> EXERCISE INPUTS:

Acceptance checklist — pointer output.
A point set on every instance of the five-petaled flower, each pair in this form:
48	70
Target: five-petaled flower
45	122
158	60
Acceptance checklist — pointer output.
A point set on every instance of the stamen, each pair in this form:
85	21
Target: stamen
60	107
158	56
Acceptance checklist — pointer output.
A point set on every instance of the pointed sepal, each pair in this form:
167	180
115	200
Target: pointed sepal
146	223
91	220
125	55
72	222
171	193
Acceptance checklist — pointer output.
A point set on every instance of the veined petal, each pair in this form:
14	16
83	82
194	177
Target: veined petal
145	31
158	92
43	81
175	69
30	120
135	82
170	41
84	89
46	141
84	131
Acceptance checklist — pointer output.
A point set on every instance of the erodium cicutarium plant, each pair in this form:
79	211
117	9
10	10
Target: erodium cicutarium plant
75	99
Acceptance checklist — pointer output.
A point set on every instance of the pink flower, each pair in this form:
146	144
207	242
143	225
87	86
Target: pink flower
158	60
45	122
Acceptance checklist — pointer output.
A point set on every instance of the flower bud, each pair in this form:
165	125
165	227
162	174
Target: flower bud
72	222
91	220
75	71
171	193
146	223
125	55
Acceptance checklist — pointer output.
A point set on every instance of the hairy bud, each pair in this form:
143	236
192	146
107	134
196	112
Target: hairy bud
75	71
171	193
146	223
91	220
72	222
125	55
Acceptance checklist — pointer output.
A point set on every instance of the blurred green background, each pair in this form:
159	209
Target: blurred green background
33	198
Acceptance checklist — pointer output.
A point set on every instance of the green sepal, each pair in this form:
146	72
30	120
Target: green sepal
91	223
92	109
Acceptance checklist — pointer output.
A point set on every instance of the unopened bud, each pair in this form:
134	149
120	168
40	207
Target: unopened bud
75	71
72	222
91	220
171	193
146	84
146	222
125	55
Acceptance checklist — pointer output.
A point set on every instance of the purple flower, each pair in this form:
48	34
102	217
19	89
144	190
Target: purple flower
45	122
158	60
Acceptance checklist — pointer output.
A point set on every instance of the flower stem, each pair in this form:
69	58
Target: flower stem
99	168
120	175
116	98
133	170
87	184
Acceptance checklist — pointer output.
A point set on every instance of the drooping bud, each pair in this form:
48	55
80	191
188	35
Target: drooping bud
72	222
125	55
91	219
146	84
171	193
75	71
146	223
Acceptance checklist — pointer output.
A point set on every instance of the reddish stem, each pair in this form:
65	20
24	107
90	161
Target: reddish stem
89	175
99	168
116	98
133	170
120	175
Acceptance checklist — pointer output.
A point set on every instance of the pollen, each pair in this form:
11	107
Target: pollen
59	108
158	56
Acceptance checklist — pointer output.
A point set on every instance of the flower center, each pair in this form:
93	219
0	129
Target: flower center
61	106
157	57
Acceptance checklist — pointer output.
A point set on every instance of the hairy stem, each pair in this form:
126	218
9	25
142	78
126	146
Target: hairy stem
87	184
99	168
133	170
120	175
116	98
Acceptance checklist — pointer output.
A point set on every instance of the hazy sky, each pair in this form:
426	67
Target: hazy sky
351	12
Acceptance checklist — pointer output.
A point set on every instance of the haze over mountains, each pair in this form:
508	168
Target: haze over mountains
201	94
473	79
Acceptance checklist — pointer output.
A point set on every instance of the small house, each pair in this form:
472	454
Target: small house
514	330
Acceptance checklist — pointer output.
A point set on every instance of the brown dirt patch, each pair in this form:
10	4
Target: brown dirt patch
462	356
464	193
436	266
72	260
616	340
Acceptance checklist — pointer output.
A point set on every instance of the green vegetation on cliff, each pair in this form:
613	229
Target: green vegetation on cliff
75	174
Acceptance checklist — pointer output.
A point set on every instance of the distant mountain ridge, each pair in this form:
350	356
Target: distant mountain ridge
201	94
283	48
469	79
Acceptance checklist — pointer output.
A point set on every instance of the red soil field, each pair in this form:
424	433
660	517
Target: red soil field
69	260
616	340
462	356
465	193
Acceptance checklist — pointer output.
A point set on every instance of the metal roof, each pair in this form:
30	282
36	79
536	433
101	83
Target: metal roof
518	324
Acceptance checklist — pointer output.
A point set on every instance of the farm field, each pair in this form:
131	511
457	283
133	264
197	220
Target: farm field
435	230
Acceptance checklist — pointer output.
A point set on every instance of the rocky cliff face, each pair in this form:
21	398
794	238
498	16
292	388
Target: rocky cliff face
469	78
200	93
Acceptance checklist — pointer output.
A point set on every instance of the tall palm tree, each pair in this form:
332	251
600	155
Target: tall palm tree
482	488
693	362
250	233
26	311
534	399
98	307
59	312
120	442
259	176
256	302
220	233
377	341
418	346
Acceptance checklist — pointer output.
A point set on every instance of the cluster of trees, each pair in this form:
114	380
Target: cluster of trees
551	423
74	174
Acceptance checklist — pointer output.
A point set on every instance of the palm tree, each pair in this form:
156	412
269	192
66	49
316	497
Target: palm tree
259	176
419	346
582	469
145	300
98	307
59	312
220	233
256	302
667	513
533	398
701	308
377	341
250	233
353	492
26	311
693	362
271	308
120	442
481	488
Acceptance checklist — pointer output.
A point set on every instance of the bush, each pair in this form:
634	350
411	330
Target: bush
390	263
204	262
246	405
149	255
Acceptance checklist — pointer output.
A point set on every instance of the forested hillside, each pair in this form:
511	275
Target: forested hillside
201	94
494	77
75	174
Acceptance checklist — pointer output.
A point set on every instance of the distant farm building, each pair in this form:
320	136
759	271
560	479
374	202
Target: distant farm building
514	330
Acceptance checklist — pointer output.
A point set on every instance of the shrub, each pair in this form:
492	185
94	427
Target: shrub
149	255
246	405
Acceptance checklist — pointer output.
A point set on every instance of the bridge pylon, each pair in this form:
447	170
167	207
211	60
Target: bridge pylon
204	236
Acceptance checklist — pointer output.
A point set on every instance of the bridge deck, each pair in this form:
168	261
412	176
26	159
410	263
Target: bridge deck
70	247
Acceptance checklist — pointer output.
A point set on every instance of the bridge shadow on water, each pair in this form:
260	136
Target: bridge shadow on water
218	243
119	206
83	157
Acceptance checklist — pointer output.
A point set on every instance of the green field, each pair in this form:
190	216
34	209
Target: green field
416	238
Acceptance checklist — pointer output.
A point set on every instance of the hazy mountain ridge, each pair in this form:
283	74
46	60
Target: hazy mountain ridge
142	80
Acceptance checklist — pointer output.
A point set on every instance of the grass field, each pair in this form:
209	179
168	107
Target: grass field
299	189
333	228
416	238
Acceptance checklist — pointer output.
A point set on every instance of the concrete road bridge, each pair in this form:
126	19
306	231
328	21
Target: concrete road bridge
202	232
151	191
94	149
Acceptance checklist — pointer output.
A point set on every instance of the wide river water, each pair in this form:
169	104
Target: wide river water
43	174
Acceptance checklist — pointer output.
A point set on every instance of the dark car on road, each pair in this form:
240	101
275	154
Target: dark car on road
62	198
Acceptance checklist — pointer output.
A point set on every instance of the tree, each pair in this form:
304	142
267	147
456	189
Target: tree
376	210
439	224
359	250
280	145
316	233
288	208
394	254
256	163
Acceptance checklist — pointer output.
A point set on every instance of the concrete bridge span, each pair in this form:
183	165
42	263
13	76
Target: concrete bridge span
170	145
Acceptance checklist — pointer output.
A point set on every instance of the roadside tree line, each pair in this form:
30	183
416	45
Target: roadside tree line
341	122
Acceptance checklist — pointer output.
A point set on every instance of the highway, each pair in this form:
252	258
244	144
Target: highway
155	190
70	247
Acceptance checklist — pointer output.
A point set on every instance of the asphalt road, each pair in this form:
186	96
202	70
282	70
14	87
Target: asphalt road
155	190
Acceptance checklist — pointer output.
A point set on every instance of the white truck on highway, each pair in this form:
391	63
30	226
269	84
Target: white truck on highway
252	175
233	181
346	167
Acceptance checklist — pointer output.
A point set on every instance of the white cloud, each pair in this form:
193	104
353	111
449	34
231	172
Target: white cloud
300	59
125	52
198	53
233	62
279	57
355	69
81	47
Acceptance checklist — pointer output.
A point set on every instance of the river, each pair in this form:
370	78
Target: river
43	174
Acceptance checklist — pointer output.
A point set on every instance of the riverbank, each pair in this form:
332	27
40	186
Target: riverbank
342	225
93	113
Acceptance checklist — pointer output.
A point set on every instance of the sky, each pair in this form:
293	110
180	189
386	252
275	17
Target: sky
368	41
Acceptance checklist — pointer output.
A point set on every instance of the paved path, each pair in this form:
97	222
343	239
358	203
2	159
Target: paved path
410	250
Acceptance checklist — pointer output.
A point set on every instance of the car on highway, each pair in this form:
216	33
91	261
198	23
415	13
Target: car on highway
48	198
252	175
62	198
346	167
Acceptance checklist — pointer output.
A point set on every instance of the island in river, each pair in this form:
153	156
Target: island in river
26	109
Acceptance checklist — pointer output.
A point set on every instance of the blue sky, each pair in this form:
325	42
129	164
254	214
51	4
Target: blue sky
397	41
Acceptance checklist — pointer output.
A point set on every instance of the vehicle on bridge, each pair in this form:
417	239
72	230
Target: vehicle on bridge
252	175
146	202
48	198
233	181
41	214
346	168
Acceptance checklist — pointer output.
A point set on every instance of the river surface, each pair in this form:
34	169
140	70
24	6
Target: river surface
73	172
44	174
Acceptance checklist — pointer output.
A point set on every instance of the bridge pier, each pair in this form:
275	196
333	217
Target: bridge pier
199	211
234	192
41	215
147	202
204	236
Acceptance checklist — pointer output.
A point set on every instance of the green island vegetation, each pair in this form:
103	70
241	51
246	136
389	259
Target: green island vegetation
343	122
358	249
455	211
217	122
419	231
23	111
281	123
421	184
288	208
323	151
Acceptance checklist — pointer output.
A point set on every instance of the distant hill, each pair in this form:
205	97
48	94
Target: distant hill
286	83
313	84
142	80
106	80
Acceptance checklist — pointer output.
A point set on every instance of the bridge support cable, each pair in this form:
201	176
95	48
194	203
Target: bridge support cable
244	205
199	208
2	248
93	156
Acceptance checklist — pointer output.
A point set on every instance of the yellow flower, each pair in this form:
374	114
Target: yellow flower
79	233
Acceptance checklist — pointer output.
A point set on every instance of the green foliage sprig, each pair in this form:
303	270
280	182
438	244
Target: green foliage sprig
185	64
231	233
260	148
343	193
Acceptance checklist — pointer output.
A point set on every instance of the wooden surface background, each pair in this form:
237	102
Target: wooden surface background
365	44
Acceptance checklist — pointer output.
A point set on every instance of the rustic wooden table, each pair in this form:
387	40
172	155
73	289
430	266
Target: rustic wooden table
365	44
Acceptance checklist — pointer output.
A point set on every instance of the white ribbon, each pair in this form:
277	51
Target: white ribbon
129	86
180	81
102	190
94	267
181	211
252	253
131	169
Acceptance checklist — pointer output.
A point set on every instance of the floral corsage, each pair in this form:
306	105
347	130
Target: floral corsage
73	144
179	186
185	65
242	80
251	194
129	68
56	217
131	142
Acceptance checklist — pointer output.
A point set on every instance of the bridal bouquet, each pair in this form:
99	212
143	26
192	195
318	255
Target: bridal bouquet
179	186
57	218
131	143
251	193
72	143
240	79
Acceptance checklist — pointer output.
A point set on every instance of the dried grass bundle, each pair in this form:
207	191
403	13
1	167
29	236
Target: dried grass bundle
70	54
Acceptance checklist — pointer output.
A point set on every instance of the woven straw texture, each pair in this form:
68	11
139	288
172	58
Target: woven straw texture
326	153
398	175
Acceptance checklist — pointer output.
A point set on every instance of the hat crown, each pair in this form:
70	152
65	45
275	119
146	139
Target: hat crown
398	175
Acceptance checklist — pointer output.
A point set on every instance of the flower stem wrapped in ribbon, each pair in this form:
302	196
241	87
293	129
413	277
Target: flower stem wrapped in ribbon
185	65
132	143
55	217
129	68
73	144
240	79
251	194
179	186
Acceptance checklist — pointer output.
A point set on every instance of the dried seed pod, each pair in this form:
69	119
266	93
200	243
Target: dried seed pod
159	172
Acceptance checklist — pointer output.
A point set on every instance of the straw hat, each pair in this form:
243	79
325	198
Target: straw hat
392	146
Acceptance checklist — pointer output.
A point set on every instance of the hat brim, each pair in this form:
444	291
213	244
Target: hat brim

> EXERCISE: Keep only the lines of the material above that contain the string "ribbon" and copy each of them out. Treat uppercase and lowercase as different, so a line matches only if the case agrees.

> OUTPUT OF THE EXERCISE:
A point set on every instance of the white ribbon, each pair in this form:
Target: white ribbon
A point set on every instance of the flower stem wrapped in ribbon, each pair in this form:
Target: flower stem wrapped in ribbon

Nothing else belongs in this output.